:: Written task ::
Rewrite everything from the line containing "to locate tree" down to the end of the entries, swapping "real-world scene" for "outdoor scene" and leaving all else as it stands.

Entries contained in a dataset

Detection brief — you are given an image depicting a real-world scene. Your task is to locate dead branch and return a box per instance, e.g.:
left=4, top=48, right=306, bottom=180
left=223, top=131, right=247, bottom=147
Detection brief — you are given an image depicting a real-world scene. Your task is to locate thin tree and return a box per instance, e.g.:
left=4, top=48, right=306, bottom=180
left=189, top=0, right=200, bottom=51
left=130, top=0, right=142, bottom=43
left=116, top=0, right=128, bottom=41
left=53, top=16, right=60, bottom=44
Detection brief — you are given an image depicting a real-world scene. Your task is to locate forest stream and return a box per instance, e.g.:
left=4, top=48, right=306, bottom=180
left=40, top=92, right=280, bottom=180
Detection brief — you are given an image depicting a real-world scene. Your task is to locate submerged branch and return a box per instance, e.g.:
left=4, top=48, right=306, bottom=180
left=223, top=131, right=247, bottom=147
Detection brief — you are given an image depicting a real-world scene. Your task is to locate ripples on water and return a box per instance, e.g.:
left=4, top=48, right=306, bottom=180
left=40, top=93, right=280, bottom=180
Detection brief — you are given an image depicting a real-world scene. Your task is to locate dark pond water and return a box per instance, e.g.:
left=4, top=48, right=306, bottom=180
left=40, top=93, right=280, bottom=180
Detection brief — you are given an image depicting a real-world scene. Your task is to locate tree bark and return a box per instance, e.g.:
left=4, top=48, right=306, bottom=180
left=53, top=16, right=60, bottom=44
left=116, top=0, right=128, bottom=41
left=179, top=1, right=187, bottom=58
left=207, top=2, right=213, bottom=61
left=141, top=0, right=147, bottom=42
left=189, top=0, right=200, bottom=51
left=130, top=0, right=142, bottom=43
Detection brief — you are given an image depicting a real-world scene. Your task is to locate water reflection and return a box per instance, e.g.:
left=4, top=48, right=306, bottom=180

:: Answer in full ::
Detection brief — you are given an image depicting a outdoor scene. Your task is to locate tree bark and return a box per instance, e.g.:
left=4, top=48, right=306, bottom=180
left=53, top=16, right=60, bottom=44
left=116, top=0, right=128, bottom=41
left=179, top=1, right=187, bottom=58
left=207, top=2, right=213, bottom=61
left=141, top=0, right=147, bottom=42
left=189, top=0, right=200, bottom=51
left=130, top=0, right=142, bottom=43
Detection brief — you are given an image depicting a outdoor scene. Your task is to locate water reflection and return a box per instance, e.g.:
left=4, top=48, right=306, bottom=180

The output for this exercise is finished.